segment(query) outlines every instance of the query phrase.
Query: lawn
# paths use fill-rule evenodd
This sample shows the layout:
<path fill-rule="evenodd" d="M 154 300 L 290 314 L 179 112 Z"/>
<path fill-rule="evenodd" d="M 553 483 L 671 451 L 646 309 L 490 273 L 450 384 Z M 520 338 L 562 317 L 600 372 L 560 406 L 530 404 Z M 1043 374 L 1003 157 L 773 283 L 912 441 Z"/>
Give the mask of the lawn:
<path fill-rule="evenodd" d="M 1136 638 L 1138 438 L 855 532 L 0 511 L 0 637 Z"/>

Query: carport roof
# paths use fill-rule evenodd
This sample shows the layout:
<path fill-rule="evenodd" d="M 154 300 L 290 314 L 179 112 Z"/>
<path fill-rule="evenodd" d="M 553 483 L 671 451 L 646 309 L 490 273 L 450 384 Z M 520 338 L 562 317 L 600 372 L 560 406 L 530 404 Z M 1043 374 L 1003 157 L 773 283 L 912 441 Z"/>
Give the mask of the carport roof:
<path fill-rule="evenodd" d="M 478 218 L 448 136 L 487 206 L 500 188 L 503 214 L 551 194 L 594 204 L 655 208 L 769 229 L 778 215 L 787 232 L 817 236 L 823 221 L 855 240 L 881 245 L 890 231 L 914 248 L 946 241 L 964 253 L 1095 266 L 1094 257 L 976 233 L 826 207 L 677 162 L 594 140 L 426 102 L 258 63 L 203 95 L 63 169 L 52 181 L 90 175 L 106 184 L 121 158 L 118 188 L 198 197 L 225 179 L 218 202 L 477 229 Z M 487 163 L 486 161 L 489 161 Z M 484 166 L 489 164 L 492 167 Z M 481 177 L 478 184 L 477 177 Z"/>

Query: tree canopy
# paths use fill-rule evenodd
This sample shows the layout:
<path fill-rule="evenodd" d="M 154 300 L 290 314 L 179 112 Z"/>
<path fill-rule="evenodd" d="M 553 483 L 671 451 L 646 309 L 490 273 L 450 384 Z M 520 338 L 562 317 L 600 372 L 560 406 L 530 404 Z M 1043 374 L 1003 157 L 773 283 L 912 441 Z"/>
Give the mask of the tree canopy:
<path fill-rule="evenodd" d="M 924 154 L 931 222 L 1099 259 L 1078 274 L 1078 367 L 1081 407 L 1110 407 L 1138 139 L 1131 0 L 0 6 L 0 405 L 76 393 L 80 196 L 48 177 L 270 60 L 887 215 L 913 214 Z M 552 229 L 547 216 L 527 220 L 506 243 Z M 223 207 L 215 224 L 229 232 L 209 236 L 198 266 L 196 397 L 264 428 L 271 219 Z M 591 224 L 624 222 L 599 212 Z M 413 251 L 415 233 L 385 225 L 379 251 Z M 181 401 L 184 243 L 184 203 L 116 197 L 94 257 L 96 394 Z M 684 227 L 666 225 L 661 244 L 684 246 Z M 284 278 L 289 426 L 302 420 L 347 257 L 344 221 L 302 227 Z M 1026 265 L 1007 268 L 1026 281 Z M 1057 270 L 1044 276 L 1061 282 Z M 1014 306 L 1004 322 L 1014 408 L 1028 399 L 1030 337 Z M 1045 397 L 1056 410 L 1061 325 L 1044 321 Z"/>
#####
— SET EXERCISE —
Reproduce word for word the lines starting at the one that contains "Query: tree canopy" and ending with the final line of the records.

— ANSWER TO THIS PROBLEM —
Query: tree canopy
# paths use fill-rule evenodd
This sample shows the layout:
<path fill-rule="evenodd" d="M 154 300 L 290 314 L 179 112 Z"/>
<path fill-rule="evenodd" d="M 553 483 L 671 451 L 646 309 L 490 273 L 450 384 Z M 520 338 L 562 317 L 600 372 L 560 406 L 530 404 Z M 1043 374 L 1003 157 L 773 283 L 912 441 Z"/>
Give the mask of the tree canopy:
<path fill-rule="evenodd" d="M 924 154 L 931 222 L 1099 259 L 1078 274 L 1078 367 L 1081 407 L 1110 407 L 1138 139 L 1131 0 L 0 6 L 0 405 L 76 393 L 80 196 L 48 177 L 270 60 L 887 215 L 913 214 Z M 552 229 L 547 216 L 527 220 L 506 243 Z M 223 207 L 215 224 L 229 232 L 209 236 L 198 266 L 196 397 L 264 428 L 271 219 Z M 591 224 L 624 222 L 599 212 Z M 413 251 L 415 233 L 385 225 L 379 251 Z M 181 401 L 184 243 L 184 203 L 116 197 L 94 257 L 96 394 Z M 684 227 L 666 225 L 661 244 L 684 246 Z M 284 278 L 289 426 L 302 420 L 347 257 L 344 221 L 302 227 Z M 1026 265 L 1007 268 L 1026 281 Z M 1057 270 L 1044 276 L 1061 282 Z M 1014 306 L 1004 322 L 1014 408 L 1028 399 L 1030 337 Z M 1045 397 L 1056 410 L 1061 325 L 1044 321 Z"/>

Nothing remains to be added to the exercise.